> **DIRECTION**: Can you scale the rows, starting with the first line and going on through the line with "[253,225,311,383]", by multiplying every bounding-box coordinate by 1.1 and rounding to whole numbers with halves rounded up? Give all of those lines again, with the rest of their text kept unchanged.

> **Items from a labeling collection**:
*-*-*

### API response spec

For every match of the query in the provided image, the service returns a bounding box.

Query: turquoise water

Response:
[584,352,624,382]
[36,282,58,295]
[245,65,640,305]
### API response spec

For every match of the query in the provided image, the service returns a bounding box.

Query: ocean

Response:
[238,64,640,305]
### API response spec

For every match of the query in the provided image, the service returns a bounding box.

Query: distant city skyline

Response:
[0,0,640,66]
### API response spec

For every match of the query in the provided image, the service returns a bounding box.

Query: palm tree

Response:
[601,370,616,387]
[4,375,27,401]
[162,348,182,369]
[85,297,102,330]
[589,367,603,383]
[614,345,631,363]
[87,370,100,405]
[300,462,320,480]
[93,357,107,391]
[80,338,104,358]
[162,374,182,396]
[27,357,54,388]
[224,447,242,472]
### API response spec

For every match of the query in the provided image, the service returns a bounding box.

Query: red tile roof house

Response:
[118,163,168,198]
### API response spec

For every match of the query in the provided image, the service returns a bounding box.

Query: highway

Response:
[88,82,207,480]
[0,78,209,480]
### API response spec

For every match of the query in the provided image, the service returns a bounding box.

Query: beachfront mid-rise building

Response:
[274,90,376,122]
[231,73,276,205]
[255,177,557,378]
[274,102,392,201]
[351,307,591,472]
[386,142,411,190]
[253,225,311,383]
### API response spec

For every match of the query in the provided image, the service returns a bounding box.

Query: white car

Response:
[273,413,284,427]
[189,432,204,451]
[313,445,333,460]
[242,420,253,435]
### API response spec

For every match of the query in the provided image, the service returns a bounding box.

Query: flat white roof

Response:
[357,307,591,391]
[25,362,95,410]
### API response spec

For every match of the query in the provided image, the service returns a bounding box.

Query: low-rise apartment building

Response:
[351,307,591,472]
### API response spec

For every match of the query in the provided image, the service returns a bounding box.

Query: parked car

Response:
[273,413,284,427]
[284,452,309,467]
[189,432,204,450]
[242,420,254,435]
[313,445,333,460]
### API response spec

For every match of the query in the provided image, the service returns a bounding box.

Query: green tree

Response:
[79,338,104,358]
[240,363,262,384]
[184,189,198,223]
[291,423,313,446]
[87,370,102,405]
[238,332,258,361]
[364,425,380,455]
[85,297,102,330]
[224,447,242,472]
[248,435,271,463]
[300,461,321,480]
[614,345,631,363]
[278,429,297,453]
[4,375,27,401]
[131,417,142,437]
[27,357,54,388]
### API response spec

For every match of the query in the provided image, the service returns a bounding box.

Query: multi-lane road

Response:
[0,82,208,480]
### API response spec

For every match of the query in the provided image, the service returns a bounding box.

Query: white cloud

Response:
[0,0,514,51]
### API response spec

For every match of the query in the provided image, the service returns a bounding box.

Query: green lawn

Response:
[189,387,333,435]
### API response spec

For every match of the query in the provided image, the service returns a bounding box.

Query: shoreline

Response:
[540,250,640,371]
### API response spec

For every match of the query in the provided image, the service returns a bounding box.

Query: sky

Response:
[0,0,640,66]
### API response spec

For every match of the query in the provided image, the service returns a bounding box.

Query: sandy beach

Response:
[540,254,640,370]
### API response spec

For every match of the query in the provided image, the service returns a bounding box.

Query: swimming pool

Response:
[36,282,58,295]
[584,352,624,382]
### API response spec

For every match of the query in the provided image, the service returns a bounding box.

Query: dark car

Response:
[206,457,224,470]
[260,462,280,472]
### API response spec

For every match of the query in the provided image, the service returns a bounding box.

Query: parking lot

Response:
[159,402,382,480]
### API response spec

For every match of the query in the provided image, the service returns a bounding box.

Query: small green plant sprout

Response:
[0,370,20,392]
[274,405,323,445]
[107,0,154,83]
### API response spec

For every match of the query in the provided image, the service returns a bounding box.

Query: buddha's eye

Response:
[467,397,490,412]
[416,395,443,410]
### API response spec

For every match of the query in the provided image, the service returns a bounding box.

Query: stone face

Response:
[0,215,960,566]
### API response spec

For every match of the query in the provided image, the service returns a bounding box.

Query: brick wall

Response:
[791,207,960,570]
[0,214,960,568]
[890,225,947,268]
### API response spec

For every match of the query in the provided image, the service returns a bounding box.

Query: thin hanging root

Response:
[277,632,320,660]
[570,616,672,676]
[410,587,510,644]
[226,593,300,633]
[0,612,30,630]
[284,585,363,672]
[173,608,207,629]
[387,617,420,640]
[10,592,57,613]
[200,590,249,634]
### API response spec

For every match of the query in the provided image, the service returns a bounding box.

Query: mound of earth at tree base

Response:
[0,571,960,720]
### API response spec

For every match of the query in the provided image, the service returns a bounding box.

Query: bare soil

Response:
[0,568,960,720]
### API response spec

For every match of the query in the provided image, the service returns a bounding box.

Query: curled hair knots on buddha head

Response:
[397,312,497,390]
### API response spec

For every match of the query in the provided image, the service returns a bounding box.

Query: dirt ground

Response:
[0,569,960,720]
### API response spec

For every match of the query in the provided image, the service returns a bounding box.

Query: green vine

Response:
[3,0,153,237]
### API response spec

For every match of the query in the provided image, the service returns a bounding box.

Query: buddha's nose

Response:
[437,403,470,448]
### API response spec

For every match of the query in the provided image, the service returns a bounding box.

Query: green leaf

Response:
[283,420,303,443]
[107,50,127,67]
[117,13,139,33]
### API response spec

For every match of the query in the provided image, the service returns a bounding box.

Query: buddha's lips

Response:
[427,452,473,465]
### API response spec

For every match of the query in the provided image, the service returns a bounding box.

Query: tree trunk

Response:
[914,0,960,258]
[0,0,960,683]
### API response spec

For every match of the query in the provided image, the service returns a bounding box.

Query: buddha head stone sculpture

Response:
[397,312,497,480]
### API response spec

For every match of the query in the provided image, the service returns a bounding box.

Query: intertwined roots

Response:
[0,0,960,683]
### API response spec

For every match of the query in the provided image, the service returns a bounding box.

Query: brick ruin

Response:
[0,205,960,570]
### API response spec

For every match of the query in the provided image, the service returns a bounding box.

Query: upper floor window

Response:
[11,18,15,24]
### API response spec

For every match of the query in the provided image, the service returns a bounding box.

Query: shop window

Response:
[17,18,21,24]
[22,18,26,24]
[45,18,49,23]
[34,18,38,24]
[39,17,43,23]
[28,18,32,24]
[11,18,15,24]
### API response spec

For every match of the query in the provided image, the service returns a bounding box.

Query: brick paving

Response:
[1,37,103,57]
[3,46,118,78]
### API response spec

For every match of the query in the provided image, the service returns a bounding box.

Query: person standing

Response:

*-*-*

> **ANSWER TO THE TASK**:
### API response spec

For every match of the query in the provided image, the service returns a bounding box.

Query: turquoise water

Response:
[642,387,686,420]
[40,310,64,325]
[270,72,704,336]
### API response spec

For every match of the query in the provided image, the service returns a bounding box.

Query: ocean

Response:
[262,70,704,336]
### API response spec

For every match of the query in the provided image, the service returns a bounding box.

Query: distant city skyline

Response:
[0,0,704,73]
### API response spec

For every match of the query in the provided image, the service returns a bounding box.

Query: palm tree

Response:
[661,407,678,426]
[4,413,30,441]
[178,383,200,406]
[94,327,112,363]
[648,404,663,421]
[675,380,694,399]
[96,407,110,446]
[330,508,352,528]
[102,393,118,430]
[88,372,114,394]
[178,411,200,436]
[30,393,59,427]
[246,492,266,519]
### API response spec

For every match of the query in the provided image, the service returns a bounding box.

Query: red tile roof house

Response:
[130,179,185,218]
### API response spec

For every match of the query in the provided image, the service returns a bounding box.

Query: highway

Response:
[97,90,228,528]
[0,86,230,528]
### API response spec

For every match of the query in the provided image, the service returns a bounding box.

Query: beachfront mid-rise building

Response:
[301,99,414,134]
[254,80,304,226]
[281,195,613,416]
[301,112,431,221]
[386,338,650,519]
[425,156,452,209]
[278,248,342,421]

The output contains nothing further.